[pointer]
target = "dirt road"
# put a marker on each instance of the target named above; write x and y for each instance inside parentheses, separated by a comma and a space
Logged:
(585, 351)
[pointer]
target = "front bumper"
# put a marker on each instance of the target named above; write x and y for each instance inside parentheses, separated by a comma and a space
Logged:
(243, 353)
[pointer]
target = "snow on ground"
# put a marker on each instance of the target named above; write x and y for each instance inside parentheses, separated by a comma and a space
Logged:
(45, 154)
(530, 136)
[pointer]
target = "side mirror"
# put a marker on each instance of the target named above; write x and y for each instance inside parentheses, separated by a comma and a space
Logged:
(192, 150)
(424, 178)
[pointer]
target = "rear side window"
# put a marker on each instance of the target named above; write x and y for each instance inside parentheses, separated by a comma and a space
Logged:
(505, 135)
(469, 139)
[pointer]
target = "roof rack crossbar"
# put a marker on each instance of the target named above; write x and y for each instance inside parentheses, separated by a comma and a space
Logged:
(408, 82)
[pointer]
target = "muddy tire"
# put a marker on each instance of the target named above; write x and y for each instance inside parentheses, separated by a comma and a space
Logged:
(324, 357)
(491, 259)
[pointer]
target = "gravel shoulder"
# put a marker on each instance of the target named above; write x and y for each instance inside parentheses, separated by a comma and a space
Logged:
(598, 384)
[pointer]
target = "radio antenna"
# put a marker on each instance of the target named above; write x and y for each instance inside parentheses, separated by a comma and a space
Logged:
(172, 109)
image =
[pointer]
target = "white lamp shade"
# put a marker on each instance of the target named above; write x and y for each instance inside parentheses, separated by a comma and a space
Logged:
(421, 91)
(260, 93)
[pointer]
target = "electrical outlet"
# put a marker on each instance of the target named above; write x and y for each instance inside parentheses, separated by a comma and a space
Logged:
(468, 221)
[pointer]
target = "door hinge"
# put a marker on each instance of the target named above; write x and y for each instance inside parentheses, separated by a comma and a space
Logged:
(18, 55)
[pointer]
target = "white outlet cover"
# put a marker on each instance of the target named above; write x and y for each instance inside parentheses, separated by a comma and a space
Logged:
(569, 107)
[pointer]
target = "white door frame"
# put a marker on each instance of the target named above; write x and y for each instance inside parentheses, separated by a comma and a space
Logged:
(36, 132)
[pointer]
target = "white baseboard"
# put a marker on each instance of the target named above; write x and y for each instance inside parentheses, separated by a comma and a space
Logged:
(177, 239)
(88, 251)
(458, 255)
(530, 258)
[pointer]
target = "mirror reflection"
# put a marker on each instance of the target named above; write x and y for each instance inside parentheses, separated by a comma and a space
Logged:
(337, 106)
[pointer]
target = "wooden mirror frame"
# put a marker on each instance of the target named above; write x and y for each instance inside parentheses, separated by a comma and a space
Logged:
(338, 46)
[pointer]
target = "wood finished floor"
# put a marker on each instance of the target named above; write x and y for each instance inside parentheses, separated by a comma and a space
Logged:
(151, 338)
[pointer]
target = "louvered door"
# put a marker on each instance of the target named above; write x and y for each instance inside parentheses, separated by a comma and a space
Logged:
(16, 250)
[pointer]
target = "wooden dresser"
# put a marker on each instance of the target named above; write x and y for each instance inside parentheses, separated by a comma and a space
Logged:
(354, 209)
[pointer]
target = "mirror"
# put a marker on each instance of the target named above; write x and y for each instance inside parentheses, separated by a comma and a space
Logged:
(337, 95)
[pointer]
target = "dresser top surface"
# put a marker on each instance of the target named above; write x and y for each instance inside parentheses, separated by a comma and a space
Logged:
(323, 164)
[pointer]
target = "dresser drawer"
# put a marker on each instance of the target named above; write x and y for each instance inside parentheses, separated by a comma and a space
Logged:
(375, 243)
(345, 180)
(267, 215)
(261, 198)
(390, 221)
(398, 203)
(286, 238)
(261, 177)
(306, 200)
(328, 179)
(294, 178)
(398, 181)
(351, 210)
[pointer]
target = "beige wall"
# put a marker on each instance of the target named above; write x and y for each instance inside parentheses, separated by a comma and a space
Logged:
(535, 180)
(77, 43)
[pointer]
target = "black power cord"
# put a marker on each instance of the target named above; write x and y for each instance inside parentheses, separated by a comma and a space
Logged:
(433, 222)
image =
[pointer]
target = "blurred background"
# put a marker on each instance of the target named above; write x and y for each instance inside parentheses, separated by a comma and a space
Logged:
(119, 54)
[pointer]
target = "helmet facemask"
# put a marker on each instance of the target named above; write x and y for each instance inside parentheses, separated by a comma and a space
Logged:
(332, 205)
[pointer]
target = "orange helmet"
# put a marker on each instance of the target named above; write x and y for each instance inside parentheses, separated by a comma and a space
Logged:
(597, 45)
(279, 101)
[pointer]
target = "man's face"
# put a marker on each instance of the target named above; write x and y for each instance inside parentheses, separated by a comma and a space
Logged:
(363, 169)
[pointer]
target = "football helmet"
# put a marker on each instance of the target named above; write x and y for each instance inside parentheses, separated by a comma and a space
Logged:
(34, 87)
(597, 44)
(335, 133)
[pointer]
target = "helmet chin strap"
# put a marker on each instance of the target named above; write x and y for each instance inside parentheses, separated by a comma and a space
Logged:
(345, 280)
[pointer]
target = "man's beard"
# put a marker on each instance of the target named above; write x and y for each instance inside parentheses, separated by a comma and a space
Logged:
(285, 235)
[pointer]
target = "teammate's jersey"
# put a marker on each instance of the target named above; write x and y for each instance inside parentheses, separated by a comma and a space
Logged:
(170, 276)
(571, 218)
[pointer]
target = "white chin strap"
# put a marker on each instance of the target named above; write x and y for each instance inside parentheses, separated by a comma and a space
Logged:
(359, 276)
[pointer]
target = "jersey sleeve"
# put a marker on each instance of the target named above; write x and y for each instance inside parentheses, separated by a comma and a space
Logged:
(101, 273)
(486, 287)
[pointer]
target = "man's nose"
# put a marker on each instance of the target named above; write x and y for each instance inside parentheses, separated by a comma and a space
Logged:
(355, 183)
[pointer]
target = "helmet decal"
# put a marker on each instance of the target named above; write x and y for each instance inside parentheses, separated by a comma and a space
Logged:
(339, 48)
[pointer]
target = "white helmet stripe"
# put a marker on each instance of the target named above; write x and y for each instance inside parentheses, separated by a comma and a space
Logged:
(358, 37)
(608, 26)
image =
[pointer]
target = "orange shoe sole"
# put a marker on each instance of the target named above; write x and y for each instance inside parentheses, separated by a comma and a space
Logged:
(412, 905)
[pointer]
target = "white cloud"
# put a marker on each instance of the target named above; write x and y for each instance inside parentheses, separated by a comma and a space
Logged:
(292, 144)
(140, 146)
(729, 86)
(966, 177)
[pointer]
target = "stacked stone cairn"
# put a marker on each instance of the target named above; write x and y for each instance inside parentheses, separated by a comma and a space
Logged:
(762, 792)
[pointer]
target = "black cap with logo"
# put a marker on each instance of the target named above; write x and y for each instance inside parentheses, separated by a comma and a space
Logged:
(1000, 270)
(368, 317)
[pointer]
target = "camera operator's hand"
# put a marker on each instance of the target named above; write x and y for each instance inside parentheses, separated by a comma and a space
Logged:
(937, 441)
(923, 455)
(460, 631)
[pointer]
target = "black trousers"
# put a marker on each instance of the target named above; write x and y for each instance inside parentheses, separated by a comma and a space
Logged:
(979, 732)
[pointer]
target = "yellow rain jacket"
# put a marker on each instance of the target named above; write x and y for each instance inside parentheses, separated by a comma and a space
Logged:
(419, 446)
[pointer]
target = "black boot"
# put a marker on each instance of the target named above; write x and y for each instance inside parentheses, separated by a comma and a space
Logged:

(DESCRIPTION OF THE TASK) Copy all of the material word for word.

(FINAL RESULT)
[pointer]
target = "dirt road"
# put a marker on each instance of the target named above; write x and y for each instance inside parentheses, separated by a comma and a space
Logged:
(585, 351)
[pointer]
target = "front bumper"
# put a marker on each instance of the target named above; write x and y for each instance inside parentheses, separated by a comma and a space
Logged:
(243, 353)
[pointer]
target = "snow on ground"
# put a marker on each instance of the target named above; write x and y for each instance inside parentheses, separated by a comma and a space
Logged:
(45, 154)
(530, 136)
[pointer]
target = "side mirror"
# put a marker on each instance of the target named above; write x and y for each instance inside parentheses, separated by a comma and a space
Logged:
(192, 150)
(424, 178)
[pointer]
target = "rear side window"
# put a marker on each instance of the target named above; write x and y for each instance inside parentheses, separated by a comma and a space
Logged:
(505, 135)
(469, 139)
[pointer]
target = "roof rack crossbar"
# put a marker on each instance of the target named above; write x and y for each instance inside parentheses, separated by a comma and a space
Logged:
(408, 82)
[pointer]
target = "muddy tire"
# put a marker on each instance of the target named above; write x and y for each instance inside parentheses, separated by a comma and a space
Logged:
(324, 357)
(491, 259)
[pointer]
target = "gravel shoulder"
# put a marker on each instance of the target named above; write x and y for each instance inside parentheses, separated by a comma and a space
Logged:
(598, 384)
[pointer]
target = "radio antenna"
# put a marker on each instance of the target named above; write x and y for each instance inside parentheses, separated by a comma and a space
Logged:
(172, 109)
image =
[pointer]
target = "white lamp shade"
# put a marker on each instance of the target named above; write x and y for each instance inside parentheses, separated by a comma and a space
Logged:
(421, 91)
(260, 93)
[pointer]
target = "electrical outlet"
# put a marker on each instance of the target named above; write x and y for each instance inside parentheses, separated by a comma and a space
Logged:
(468, 221)
[pointer]
target = "door hinge"
# put a marker on each instance of the target named above; write x and y for each instance inside parentheses, separated by a comma and a space
Logged:
(18, 55)
[pointer]
target = "white outlet cover"
# put a marker on each instance of the target named above; write x and y for each instance inside parentheses, separated by a comma and a space
Logged:
(569, 107)
[pointer]
target = "white door frame"
# put a marker on each instance of the target named above; write x and y for each instance inside parentheses, separated by a comma and a space
Logged:
(36, 132)
[pointer]
target = "white baseboard"
# put a marker on each instance of the target named above; write x and y for each instance inside parentheses, separated by a comma and a space
Logged:
(177, 239)
(88, 251)
(458, 255)
(530, 258)
[pointer]
target = "mirror reflection"
# put a marker on each instance of the target named above; write x and y for each instance inside parentheses, separated by a comma and a space
Logged:
(337, 106)
[pointer]
target = "wooden mirror frame"
# put a marker on each instance of the target named above; write x and y for each instance inside parentheses, separated by a comma and a space
Logged:
(338, 46)
[pointer]
target = "wood finished floor"
# put a marker on each instance of the target named above; write x and y for each instance inside parentheses, separated by a comma and a space
Logged:
(151, 338)
[pointer]
target = "louvered door"
# put a marker on each instance of the target named above; write x and y for each instance inside parentheses, separated by a comma and a space
Logged:
(16, 250)
[pointer]
target = "wooden dresser"
# put a marker on each instance of the target named above; write x and y for each instance inside parentheses, separated by a comma and a space
Logged:
(354, 209)
[pointer]
target = "mirror"
# put a marker on each instance of the target named above; write x and y for each instance inside parentheses, separated by a comma and a space
Logged:
(337, 95)
[pointer]
target = "dresser top surface"
# put a marker on each instance of the target named above; write x and y for each instance inside parentheses, separated by a comma and a space
Logged:
(323, 164)
[pointer]
target = "dresser drawer"
# put a marker on each instance of the target named above; write x and y for each instance inside parentheses, separated by a comma and a space
Logged:
(375, 243)
(345, 180)
(267, 215)
(261, 198)
(390, 221)
(398, 203)
(286, 238)
(261, 177)
(306, 200)
(328, 179)
(294, 178)
(398, 181)
(351, 210)
[pointer]
target = "beige wall"
# put a marker on each instance of the target named above; write x and y for each instance inside parentheses, separated by a comma and a space
Logged:
(535, 180)
(77, 43)
[pointer]
target = "black power cord"
# put a marker on each instance of the target named above; write x and y for each instance inside parentheses, separated by a comma and a space
Logged:
(433, 222)
image =
[pointer]
target = "blurred background"
# put a marker on each instance of the target named above; write x and y for each instance inside parentheses, separated by a comma and a space
Logged:
(119, 54)
[pointer]
target = "helmet facemask"
# put a marker on each instance of the target named above; write x and y for each instance inside parentheses, separated by a comma and a space
Logged:
(332, 205)
[pointer]
target = "orange helmet"
# put a marker on each instance of the target named above; write x and y for each instance inside parentheses, separated by a comma and a space
Logged:
(597, 45)
(279, 101)
[pointer]
target = "man's face"
# put a marker on each instance of the target named above; write x and y for each instance inside parentheses, separated by a comma and a space
Logged:
(363, 169)
[pointer]
target = "football helmet"
# put a marker on each instance of the target named above; write x and y for each instance inside parentheses, separated by a comma and a space
Logged:
(34, 87)
(597, 44)
(335, 133)
[pointer]
target = "helmet chin strap"
# put a marker on each instance of the target named above; write x and y for each instance inside parentheses, separated by a comma and a space
Logged:
(345, 280)
[pointer]
target = "man's beard"
# put a marker on each instance of the target named above; write x and y for each instance inside parentheses, separated by a comma and a space
Logged:
(285, 235)
[pointer]
target = "teammate's jersey"
# put a marker on each instance of the target named above; write x and y for each instance inside parentheses, separated by a comma and a space
Logged:
(170, 276)
(571, 218)
[pointer]
target = "white chin strap"
# put a marker on each instance of the target named above; write x and y for each instance inside parentheses, separated by a comma and a space
Logged:
(359, 276)
[pointer]
target = "jersey sleeve"
# put a marker on each instance of the target named above; write x and y for each instance inside parentheses, separated by a comma and a space
Logged:
(101, 273)
(486, 287)
[pointer]
target = "man's nose"
# put a marker on each instance of the target named above; write x and y for each instance inside parentheses, separated by a comma and a space
Logged:
(355, 183)
[pointer]
target = "helmet decal"
# put a marker on each instance of the target named above; write x and y for each instance inside parentheses, separated by a comma and a space
Logged:
(339, 48)
[pointer]
target = "white helmet stripe"
# put a marker on each instance of the target named above; write x and y for each instance inside parentheses, separated by a comma and a space
Logged:
(358, 37)
(608, 26)
image =
[pointer]
target = "orange shoe sole"
# put a marker on each instance of the target named above; write x and y for each instance inside parentheses, separated by a comma and a space
Logged:
(412, 905)
[pointer]
target = "white cloud"
# put a marker on each instance of the target named above; write x and y for each instance inside parentheses, separated by a comma and a space
Logged:
(292, 144)
(140, 146)
(729, 86)
(966, 177)
[pointer]
target = "stacked stone cairn"
# put a marker on each instance of the target named above; write x and y for each instance inside parentheses, separated by a comma and a space
Logged:
(762, 792)
[pointer]
target = "black cap with logo"
# put a marker on each instance of the target named above; write x and y for each instance inside parentheses, separated by a comma and a space
Logged:
(1000, 270)
(368, 317)
[pointer]
target = "camera operator's hand"
# put a marker on each instance of the target named above; write x and y for each instance inside parentheses, separated by a comma and a space
Logged:
(937, 441)
(923, 455)
(460, 631)
[pointer]
target = "black trousers"
# put a marker on each instance of the target named above; write x and y for each instance inside parentheses, separated by a comma and a space
Logged:
(979, 732)
[pointer]
target = "yellow rain jacket"
# put a marker on each instance of the target named above; write x and y for each instance inside parentheses, separated by a comma and a space
Logged:
(419, 446)
[pointer]
target = "black boot"
# put a marker on each instance of the target named above; write x and y for each instance inside parentheses, separated by a comma and a space
Logged:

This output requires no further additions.